Work instruction:
What is needed is an exact copy of the lines from the one containing "the red logo" through the last line of the entries below, both included.

Dataset records:
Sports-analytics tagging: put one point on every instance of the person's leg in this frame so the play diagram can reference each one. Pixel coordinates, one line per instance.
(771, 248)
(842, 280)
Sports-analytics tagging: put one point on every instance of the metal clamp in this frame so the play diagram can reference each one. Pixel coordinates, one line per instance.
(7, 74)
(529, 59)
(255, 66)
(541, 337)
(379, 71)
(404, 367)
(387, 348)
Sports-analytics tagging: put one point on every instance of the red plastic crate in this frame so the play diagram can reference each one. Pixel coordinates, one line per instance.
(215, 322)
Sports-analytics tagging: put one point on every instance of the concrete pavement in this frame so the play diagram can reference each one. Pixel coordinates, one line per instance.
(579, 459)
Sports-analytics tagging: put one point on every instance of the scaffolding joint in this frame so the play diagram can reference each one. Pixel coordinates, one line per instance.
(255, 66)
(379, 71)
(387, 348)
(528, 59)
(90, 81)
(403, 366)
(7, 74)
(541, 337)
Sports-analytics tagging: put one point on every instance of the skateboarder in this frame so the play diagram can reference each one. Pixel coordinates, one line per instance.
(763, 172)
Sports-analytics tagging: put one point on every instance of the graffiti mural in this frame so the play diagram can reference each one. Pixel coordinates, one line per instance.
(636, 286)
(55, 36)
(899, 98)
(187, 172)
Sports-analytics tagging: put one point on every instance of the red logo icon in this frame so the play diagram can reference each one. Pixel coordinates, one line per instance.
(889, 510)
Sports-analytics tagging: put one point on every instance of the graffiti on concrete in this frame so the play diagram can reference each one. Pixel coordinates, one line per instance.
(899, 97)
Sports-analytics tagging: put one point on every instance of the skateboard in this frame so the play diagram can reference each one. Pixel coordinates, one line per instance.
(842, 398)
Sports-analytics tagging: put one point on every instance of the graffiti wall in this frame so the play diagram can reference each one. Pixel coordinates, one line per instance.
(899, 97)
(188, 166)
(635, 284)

Answer for the task:
Sports-analytics tagging: put one point on every instance of the red logo icon in this frame so the play diagram can reference each one. Pixel coordinates, one line per instance.
(889, 510)
Sports-analytics tagging: put one point on every instance of the graffiti on concrete in this frame so the play diagram can reference each one. Pixel coordinates, one line per instance.
(899, 97)
Sports-analytics tagging: put one point on every instance of the skateboard in this frame so the play diagram can reference each one. Pixel coordinates, one line per instance.
(842, 398)
Sports-analytics tagging: put one point on every instance of the graffiti wall in this frame so the play diagram can reference each one. Pixel coordinates, one line per instance.
(899, 97)
(188, 166)
(635, 284)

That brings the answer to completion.